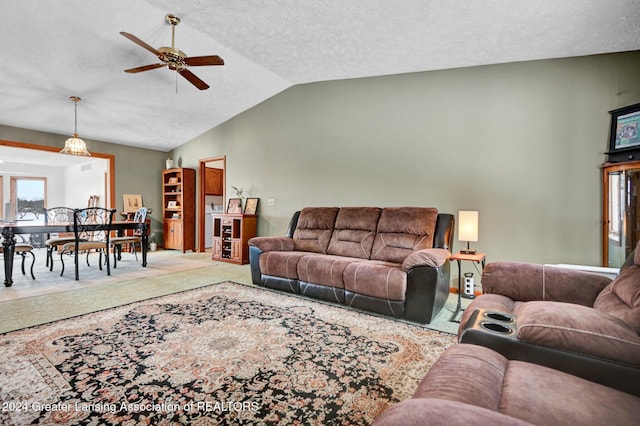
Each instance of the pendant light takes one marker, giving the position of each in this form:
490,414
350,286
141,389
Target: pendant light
74,145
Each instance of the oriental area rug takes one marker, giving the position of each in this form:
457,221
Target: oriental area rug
226,353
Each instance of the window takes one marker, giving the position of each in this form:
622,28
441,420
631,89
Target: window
28,197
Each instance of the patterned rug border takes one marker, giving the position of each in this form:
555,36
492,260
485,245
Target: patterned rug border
272,291
321,366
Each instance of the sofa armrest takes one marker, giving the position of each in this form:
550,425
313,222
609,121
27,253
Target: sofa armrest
434,257
528,282
272,243
578,329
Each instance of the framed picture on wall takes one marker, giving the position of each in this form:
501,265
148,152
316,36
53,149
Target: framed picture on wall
624,135
252,206
234,205
132,202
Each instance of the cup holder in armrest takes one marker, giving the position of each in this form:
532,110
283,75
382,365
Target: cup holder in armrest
499,316
495,327
486,327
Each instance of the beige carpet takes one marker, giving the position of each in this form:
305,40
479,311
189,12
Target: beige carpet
51,297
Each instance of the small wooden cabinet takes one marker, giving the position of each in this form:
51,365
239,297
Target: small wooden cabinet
178,209
231,235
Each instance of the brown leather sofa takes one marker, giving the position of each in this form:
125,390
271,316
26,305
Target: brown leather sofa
393,261
578,322
474,385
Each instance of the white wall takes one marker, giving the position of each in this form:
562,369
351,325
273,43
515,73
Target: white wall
69,186
84,180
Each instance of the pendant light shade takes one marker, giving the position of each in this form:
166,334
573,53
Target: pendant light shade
74,145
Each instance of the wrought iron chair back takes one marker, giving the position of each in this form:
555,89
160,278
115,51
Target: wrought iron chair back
84,221
53,242
92,229
139,217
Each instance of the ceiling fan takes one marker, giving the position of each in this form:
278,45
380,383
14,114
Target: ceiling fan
175,59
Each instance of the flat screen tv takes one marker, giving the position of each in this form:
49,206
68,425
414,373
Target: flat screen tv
624,135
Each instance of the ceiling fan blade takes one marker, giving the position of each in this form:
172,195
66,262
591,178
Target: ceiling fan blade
144,68
196,61
141,43
193,79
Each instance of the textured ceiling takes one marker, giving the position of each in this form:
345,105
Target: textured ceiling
55,49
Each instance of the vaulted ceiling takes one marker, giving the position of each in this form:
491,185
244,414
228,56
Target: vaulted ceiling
55,49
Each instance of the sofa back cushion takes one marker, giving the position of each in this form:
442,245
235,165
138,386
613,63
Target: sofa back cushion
403,230
354,232
621,298
314,229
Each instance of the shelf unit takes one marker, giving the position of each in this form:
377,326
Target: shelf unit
231,235
178,209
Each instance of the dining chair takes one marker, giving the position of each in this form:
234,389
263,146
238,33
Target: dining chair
117,242
22,248
55,242
91,229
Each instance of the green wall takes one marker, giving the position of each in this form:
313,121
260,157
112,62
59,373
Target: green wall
520,142
138,171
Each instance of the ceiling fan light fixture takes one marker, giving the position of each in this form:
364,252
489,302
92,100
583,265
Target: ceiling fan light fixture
74,145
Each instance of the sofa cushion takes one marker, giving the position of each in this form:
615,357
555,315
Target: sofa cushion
281,263
403,230
621,297
384,280
578,329
314,229
354,231
324,269
479,376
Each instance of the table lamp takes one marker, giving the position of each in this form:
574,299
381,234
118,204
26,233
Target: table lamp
468,229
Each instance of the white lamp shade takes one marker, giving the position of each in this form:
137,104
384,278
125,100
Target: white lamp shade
75,146
467,225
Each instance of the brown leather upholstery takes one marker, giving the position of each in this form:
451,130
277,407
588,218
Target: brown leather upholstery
578,322
484,387
354,256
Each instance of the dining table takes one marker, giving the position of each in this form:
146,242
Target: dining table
10,230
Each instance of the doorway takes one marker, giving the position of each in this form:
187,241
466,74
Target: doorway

******

● What is needed
Copy all of the items above word for word, leaving out the pictures.

● Solution for this problem
Each instance of the pendant light takes one marker, giving the position of each in this form:
490,414
350,286
141,389
Target: pendant light
74,145
Each instance of the oriental area rug takes one marker, giving the position of each in this form:
457,221
Target: oriental area rug
226,353
Each instance of the window takes one marker, giving the position of each in this form:
622,28
441,420
631,89
Target: window
28,197
Each instance of the patterned rug border takes one marker, giving the position of each in this form:
555,36
492,260
485,245
Target: patterned rug border
272,291
321,366
Each instance of the sofa armrest takes one marker, giving the position of each in this form:
550,425
313,222
609,121
27,253
Target: sofa armrest
434,257
528,282
272,243
578,329
Each instance of the framed picture on wall takes one marker, giving the position of each in this form:
501,265
148,152
316,36
53,149
Target: framed picture on wall
624,135
252,206
234,205
132,202
Each instance of the cup holder in armrest takes one marker, giving the position of each in this form:
532,110
283,75
382,365
Target: cup holder in armrest
499,316
495,327
486,327
Each instance of the beige carpet takes one marker, giving the position of each in this form:
305,40
479,311
189,12
Target: beige carpet
51,297
Each instance of the small wooden cabinet takes one marker, giving the position of each in this form:
51,365
239,297
Target: small wooden cabinet
178,209
231,235
Each instance of the brown leather sofa takes one marker, giving the position of each in this form:
125,390
271,316
26,305
Target: brown leather sofa
393,261
578,322
474,385
Each instance of the white wall takes one marker, giving the position of each in this form:
562,369
351,325
273,43
515,73
Target: white wall
69,186
84,180
Each instance of the pendant light shade takes one marker, giving the position of each in this form:
166,334
573,53
Target: pendant light shade
74,145
Each instance of the wrought iron chair back takes one marker, giving the position of each in this form:
555,89
160,278
115,51
Target: wrought iron chair back
84,221
53,242
92,229
139,217
Each instance of the ceiling fan takes one marker, giving the position of each in this form:
278,45
380,383
14,114
Target: ceiling fan
175,59
Each instance of the flat screen tv takes one marker, giving the position of each in this form:
49,206
68,425
414,373
Target: flat screen tv
624,135
Each instance of the ceiling fan blade takes one marker, giving the position of each in this form:
172,195
66,262
591,178
Target: ceiling fan blade
144,68
196,61
141,43
193,79
Each instance of the textured ceiling takes one marker, giving the position of each in this form:
345,105
Target: textured ceiling
55,49
Each instance of the vaulted ceiling takes one marker, giving the position of each in this form:
491,185
244,414
228,56
Target: vaulted ceiling
55,49
Each instance of the sofa back cushion takes one marker, giving the position of each in this form:
442,245
235,165
138,386
613,63
Target: sofa back cushion
403,230
354,232
621,298
314,229
Each instance of the shelf unit takes one marker, giving the position of each in this form:
377,326
Target: shelf unit
231,235
178,209
Each instance of the dining chair takes one marker, giving the position of each in this form:
234,389
263,146
238,33
Target: dining chair
117,242
22,248
55,242
91,229
Each instance of the green wall takes one marker, giving the position of each in this form:
313,121
260,157
112,62
59,373
Target: green wall
520,142
138,171
Each instance of the ceiling fan light fixture takes one marker, giving the position of each in this form:
364,252
489,302
92,100
583,265
Target: ceiling fan light fixture
74,145
Each instance of the sofa cushion takes one marker, giving the position of each in this form:
615,357
555,315
Target: sofa cushion
281,263
403,230
621,297
384,280
578,329
314,229
354,231
324,269
479,376
Each instance of the table lamp takes one marker, giving the position of each in this form:
574,299
381,234
118,204
26,233
Target: table lamp
468,229
Each instance of the white lamp shade takes one marker, giving the position of each in this form:
137,104
384,278
125,100
Target: white lamp shade
75,146
467,225
Each instance of the brown leather upholstery takes one marker, giving the position of each in this form:
451,130
277,407
588,218
Target: brown leather upholstery
578,322
484,387
354,256
Each instance of the dining table takes one marker, giving the position of each in this form:
146,242
Target: dining table
10,230
Each instance of the doorway takes one marker, giving the position of each in this form:
187,241
466,74
Target: doorway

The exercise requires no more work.